DATA FOR THIS TASK:
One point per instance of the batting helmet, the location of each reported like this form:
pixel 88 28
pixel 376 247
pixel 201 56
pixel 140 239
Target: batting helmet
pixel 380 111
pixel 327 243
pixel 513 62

INSTRUCTION:
Reproduce the rows above, substituting "catcher's mask" for every occurrence of "batting helmet" and leaving everything else intact.

THE SOLUTION:
One point per instance of the catcher's mask, the location of each reported like this form:
pixel 88 28
pixel 376 247
pixel 201 56
pixel 140 239
Target: catcher's mask
pixel 380 111
pixel 327 243
pixel 513 62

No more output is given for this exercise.